• _DESCRIPTION OF THE TASK_: Everything in the records below except the images should be output exactly as written.

-*-

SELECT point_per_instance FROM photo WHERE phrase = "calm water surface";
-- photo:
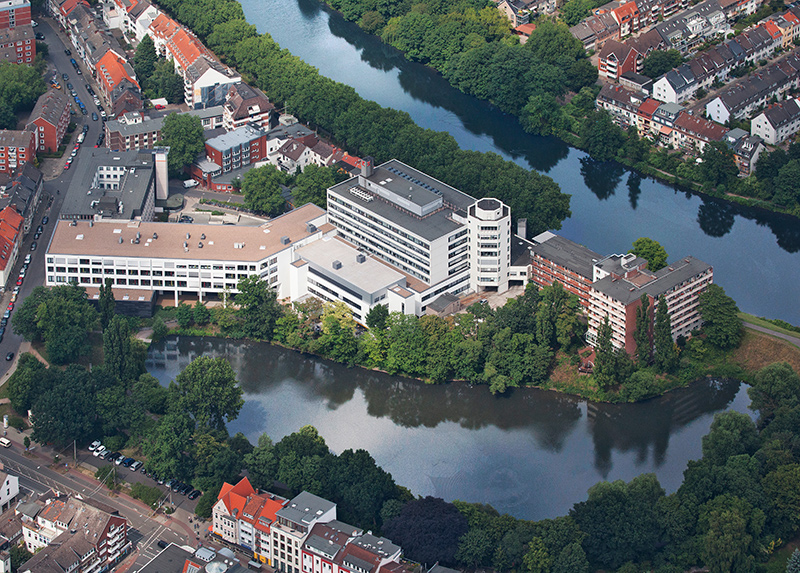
(756, 256)
(529, 453)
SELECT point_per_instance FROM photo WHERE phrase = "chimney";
(162, 174)
(366, 167)
(522, 228)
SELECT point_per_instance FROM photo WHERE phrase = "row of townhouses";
(716, 64)
(677, 24)
(612, 286)
(743, 97)
(301, 535)
(671, 125)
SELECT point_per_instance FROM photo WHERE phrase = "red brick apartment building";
(14, 13)
(16, 149)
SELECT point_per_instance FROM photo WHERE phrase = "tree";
(184, 315)
(641, 335)
(27, 382)
(66, 412)
(665, 353)
(106, 303)
(262, 190)
(258, 307)
(721, 323)
(793, 565)
(208, 390)
(604, 361)
(718, 166)
(201, 315)
(144, 60)
(183, 134)
(601, 136)
(428, 529)
(651, 251)
(121, 360)
(659, 62)
(731, 434)
(620, 520)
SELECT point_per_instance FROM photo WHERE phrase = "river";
(755, 254)
(529, 453)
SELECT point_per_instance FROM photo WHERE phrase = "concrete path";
(788, 337)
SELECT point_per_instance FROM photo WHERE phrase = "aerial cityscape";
(345, 286)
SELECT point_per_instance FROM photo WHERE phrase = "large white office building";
(392, 236)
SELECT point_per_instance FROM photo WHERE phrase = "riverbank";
(698, 361)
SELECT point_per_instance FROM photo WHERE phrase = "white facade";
(489, 222)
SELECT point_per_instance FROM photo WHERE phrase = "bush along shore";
(736, 509)
(534, 340)
(473, 48)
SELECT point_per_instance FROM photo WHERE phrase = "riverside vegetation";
(550, 85)
(736, 507)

-*-

• _RESPONSE BOX_:
SELECT point_per_instance FROM photo WHERE phrase = "calm water surface";
-- photo:
(756, 256)
(529, 453)
SELECT point_per_instance FROM photo WHERE phrase = "chimney";
(162, 174)
(366, 167)
(522, 228)
SELECT point_per_instance FROM photo WHERE phrase = "row of townhouses";
(716, 64)
(677, 24)
(612, 286)
(743, 97)
(301, 535)
(671, 125)
SELECT point_per_instance FROM photo WHERE phrase = "red brick apartment building";
(14, 13)
(16, 149)
SELECT point_per_instance FROM photo WHERE phrase = "tree";
(184, 315)
(641, 335)
(27, 382)
(66, 412)
(665, 353)
(106, 303)
(262, 190)
(258, 307)
(721, 323)
(793, 565)
(208, 390)
(604, 361)
(718, 166)
(201, 315)
(144, 60)
(183, 134)
(601, 136)
(428, 529)
(651, 251)
(121, 360)
(659, 62)
(731, 434)
(620, 520)
SELECT point_per_instance FROM photo WHERE phrase = "river";
(755, 254)
(529, 453)
SELECT point_per_instance FROM photo WHERE phrase = "concrete path";
(788, 337)
SELECT point_per_instance FROM photo WHERE phrase = "aerial cityscape";
(345, 286)
SELECT point_per_instance FROM photo WHERE phrase = "large white office building";
(392, 236)
SELECT point_per_instance FROM photo WHERE phrase = "riverbank";
(698, 361)
SELECT point_per_instance FROM photo WHERE phrase = "white facade";
(489, 222)
SELECT point_per_instance FROM photo WHERE phrase = "bush along shore";
(736, 509)
(534, 340)
(473, 48)
SELECT point_per_instance FROM photo WHERE phrase = "riverside vegetation";
(550, 85)
(736, 507)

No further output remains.